'''

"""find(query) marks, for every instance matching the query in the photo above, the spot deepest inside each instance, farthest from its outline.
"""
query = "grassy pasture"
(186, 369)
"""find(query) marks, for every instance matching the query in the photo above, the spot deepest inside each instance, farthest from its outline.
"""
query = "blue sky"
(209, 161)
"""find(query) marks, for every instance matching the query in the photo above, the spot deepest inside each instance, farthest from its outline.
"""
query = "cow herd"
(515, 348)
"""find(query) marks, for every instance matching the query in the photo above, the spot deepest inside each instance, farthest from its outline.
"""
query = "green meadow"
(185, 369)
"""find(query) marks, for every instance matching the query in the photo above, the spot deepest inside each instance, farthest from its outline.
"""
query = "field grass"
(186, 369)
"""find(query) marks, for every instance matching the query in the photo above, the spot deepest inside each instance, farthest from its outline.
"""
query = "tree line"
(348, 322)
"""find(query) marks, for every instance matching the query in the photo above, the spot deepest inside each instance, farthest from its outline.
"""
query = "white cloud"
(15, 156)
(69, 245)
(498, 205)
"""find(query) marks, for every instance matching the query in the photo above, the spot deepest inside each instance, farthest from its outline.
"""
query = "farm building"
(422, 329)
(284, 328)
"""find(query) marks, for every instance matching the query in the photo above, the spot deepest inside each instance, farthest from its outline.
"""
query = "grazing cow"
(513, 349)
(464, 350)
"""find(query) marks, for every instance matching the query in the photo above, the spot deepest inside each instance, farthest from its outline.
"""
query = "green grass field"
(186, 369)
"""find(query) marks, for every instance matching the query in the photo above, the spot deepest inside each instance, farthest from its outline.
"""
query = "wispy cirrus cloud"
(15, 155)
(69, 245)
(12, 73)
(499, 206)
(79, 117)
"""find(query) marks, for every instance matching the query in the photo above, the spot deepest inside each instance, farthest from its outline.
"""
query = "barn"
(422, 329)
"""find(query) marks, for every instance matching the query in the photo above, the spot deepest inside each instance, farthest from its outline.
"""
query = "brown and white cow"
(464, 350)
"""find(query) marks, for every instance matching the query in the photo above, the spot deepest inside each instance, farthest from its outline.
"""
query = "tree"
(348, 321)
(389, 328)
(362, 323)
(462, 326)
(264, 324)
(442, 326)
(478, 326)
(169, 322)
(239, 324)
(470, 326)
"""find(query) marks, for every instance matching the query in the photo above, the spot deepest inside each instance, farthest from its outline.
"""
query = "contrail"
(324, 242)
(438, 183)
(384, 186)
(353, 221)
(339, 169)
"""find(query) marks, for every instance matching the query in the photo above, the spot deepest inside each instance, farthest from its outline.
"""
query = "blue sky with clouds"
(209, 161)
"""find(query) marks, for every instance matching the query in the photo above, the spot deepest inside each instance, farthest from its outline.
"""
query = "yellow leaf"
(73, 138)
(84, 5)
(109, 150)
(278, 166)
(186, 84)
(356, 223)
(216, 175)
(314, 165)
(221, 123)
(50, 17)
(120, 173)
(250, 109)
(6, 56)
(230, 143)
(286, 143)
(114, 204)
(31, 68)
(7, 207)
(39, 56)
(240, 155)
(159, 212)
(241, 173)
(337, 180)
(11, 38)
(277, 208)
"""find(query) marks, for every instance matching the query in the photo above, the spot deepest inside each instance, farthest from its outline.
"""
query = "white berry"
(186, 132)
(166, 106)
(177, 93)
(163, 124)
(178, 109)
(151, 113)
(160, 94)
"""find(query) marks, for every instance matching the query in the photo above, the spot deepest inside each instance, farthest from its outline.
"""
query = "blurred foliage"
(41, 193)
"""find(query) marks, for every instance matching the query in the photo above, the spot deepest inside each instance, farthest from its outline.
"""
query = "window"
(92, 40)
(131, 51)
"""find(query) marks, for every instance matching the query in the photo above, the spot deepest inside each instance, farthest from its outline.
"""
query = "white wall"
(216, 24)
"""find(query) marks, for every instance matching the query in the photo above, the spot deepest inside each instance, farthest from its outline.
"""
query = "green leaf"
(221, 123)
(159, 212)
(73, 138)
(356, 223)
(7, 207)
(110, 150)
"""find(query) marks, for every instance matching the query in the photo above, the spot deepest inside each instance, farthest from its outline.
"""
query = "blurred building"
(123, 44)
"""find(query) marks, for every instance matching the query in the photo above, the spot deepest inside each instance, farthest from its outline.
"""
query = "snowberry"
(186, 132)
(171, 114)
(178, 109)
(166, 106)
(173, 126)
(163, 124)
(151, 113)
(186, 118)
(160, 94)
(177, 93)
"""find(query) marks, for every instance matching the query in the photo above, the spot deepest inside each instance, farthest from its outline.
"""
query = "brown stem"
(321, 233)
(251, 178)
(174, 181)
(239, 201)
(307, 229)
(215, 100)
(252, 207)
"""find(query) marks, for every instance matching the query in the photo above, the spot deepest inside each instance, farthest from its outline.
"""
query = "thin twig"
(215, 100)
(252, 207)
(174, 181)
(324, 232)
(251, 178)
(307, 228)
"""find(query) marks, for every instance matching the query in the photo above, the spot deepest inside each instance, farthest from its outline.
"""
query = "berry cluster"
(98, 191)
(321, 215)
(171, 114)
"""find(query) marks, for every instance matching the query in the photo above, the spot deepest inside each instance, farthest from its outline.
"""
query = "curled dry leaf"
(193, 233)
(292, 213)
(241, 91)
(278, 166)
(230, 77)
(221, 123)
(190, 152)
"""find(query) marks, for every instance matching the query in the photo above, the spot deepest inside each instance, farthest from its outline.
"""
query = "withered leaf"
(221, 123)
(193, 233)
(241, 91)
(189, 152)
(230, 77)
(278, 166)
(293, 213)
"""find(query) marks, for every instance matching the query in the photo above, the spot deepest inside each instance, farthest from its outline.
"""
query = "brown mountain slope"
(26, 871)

'''

What you will do: Copy out each record exactly as given, omitting none.

Solution to this exercise:
"""find(query) marks, for every instance matching the query in the photo above, the spot deepest inside each instance, farthest from its outline.
"""
query = "grassy pasture"
(186, 369)
"""find(query) marks, for every instance matching the query in the photo above, the spot deepest inside each instance, farthest from its outline.
"""
query = "blue sky"
(209, 161)
"""find(query) marks, for every instance matching the query in the photo above, the spot deepest inside each instance, farthest from its outline.
"""
query = "cow herd"
(515, 348)
"""find(query) marks, for every instance matching the query in the photo above, the spot deepest inside each instance, farthest from its outline.
"""
query = "green meadow"
(185, 369)
"""find(query) marks, for every instance matching the query in the photo above, the spot deepest inside each instance, farthest from its outline.
"""
query = "field grass"
(186, 369)
"""find(query) marks, for every instance matching the query in the photo above, the spot deepest inside each instance, farthest from its outline.
"""
query = "tree line"
(348, 322)
"""find(query) marks, for every instance matching the query in the photo above, the spot deepest inside each instance, farthest from its outline.
"""
query = "white cloud"
(15, 156)
(69, 245)
(498, 205)
"""find(query) marks, for every instance matching the query in the photo above, the spot deepest inside each instance, farthest from its outline.
"""
query = "farm building"
(422, 329)
(284, 328)
"""find(query) marks, for every instance matching the query in the photo above, the spot deepest inside each instance, farthest from its outline.
"""
query = "grazing cow"
(513, 349)
(464, 350)
"""find(query) marks, for every instance matching the query in the photo above, the spot deepest inside each instance, farthest from its outline.
"""
query = "green grass field"
(186, 369)
"""find(query) marks, for every instance matching the query in the photo above, the spot deepest inside each instance, farthest from its outline.
"""
query = "wispy cirrus cloud"
(15, 155)
(69, 245)
(12, 73)
(499, 206)
(79, 117)
"""find(query) marks, for every instance matching the query in the photo above, the spot deepest inside each instance, farthest from its outline.
"""
query = "barn"
(422, 329)
"""find(query) marks, for every instance matching the query in the photo above, the spot deepest inside each instance, farthest from its outline.
"""
query = "brown and white cow"
(464, 350)
"""find(query) marks, for every instance matching the query in the photo above, the spot deepest inside each instance, farthest from its outline.
"""
query = "tree"
(348, 321)
(389, 328)
(362, 323)
(462, 326)
(264, 324)
(442, 326)
(478, 326)
(169, 322)
(239, 324)
(470, 326)
"""find(query) marks, for every instance matching the query in the photo above, the spot deepest inside each instance, farthest from its outline.
"""
query = "contrail"
(324, 242)
(438, 183)
(384, 186)
(353, 221)
(339, 169)
"""find(query) marks, for every instance matching the query in the photo above, the spot deepest inside each instance, farthest from its outline.
"""
query = "blue sky with clouds"
(209, 161)
"""find(query) marks, for every instance matching the query in the photo above, the spot deepest inside each instance, farthest from its outline.
"""
query = "yellow leaf"
(73, 138)
(84, 5)
(109, 150)
(278, 166)
(186, 84)
(356, 223)
(216, 175)
(314, 165)
(221, 123)
(50, 17)
(120, 173)
(250, 109)
(6, 56)
(230, 143)
(286, 143)
(114, 204)
(31, 68)
(7, 207)
(39, 56)
(240, 155)
(159, 212)
(241, 173)
(337, 180)
(11, 38)
(277, 208)
"""find(query) marks, for every instance matching the query in the photo above, the spot deepest inside each instance, farthest from its outline.
"""
query = "white berry"
(186, 132)
(166, 106)
(177, 93)
(163, 124)
(178, 109)
(151, 113)
(160, 94)
"""find(query) marks, for every instance matching the query in the photo above, the spot deepest inside each instance, farthest from its outline.
"""
query = "blurred foliage"
(41, 193)
"""find(query) marks, for every instance matching the query in the photo above, the spot deepest inside each instance, farthest from its outline.
"""
query = "window"
(92, 40)
(131, 51)
"""find(query) marks, for every instance matching the query in the photo above, the spot deepest inside each instance, farthest from its outline.
"""
query = "white wall"
(216, 24)
"""find(query) marks, for every instance matching the query in the photo above, the spot deepest inside each instance, farthest from its outline.
"""
query = "green leaf"
(221, 123)
(159, 212)
(73, 138)
(356, 223)
(7, 207)
(110, 150)
"""find(query) marks, for every instance matching the query in the photo above, the spot deepest inside each instance, farthest from its outline.
"""
query = "blurred building"
(123, 44)
"""find(query) marks, for every instance matching the query in the photo above, the spot deepest inside each instance, farthest from its outline.
"""
query = "snowberry"
(186, 132)
(171, 114)
(178, 109)
(166, 106)
(173, 126)
(163, 124)
(151, 113)
(186, 118)
(160, 94)
(177, 93)
"""find(query) marks, for every instance matching the query in the photo above, the spot deepest inside each instance, farthest from its outline.
"""
query = "brown stem"
(321, 233)
(251, 178)
(174, 181)
(239, 201)
(307, 229)
(215, 100)
(252, 207)
"""find(query) marks, for every instance matching the query in the photo above, the spot deepest inside each instance, farthest from its outline.
"""
query = "thin twig"
(215, 100)
(252, 207)
(174, 181)
(324, 232)
(251, 178)
(307, 228)
"""find(query) marks, for every instance matching the query in the photo above, the spot deepest inside each instance, farthest from its outline.
"""
query = "berry cluster"
(98, 191)
(321, 215)
(171, 114)
"""find(query) marks, for every instance matching the query in the photo above, the spot deepest inside each instance, farthest from its outline.
"""
query = "curled dry leaf"
(193, 233)
(292, 213)
(241, 91)
(278, 166)
(230, 77)
(221, 123)
(190, 152)
"""find(query) marks, for every instance matching the query in the photo above, the spot deepest inside each instance, farthest from its outline.
"""
query = "withered leaf"
(221, 123)
(193, 233)
(241, 91)
(189, 152)
(230, 77)
(278, 166)
(293, 213)
"""find(query) marks, for every instance matching the query in the photo above, the spot deepest inside each instance, farthest from its outline.
"""
query = "brown mountain slope"
(26, 871)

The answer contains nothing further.